## LISTED ENTRIES
....

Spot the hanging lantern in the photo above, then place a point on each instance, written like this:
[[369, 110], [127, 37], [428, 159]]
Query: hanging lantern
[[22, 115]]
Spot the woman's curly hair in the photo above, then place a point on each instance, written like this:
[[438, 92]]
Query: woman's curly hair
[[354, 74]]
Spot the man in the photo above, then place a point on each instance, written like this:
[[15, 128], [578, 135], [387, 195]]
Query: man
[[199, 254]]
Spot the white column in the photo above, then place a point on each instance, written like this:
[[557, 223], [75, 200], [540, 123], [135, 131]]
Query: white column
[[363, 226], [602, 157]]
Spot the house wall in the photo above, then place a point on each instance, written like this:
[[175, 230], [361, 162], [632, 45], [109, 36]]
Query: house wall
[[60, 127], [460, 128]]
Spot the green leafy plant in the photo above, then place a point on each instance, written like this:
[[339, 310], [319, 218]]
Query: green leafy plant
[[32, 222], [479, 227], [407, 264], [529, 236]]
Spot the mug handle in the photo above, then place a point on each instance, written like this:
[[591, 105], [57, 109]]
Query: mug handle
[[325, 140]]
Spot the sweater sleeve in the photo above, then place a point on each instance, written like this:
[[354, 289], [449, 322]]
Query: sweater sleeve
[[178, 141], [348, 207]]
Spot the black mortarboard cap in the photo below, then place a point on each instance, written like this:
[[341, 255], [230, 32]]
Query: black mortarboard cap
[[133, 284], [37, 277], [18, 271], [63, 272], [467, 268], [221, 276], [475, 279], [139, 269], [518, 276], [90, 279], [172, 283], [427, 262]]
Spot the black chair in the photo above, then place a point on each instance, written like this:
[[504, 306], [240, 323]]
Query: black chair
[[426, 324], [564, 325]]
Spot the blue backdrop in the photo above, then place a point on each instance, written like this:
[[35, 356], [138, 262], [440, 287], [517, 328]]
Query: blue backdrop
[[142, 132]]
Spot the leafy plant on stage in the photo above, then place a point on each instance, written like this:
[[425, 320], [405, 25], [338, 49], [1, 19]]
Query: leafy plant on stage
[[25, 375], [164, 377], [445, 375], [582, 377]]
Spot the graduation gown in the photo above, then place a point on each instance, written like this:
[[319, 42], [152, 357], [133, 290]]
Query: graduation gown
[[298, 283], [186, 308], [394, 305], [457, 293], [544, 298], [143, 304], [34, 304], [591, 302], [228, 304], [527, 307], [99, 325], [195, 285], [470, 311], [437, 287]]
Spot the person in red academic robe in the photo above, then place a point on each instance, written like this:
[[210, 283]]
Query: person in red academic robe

....

## YOUR TASK
Shift every coordinate in the answers by adding 24 to each number, and write out again only the lines from the one that has "Spot the woman's" through the one that has "[[354, 74]]", requests included. Keep the numbers in the requests and their format samples as they are.

## OUTPUT FOR THIS EXERCISE
Spot the woman's curly hair in the photo above, then place a point on each instance, written like this:
[[438, 92]]
Query: woman's curly hair
[[378, 98]]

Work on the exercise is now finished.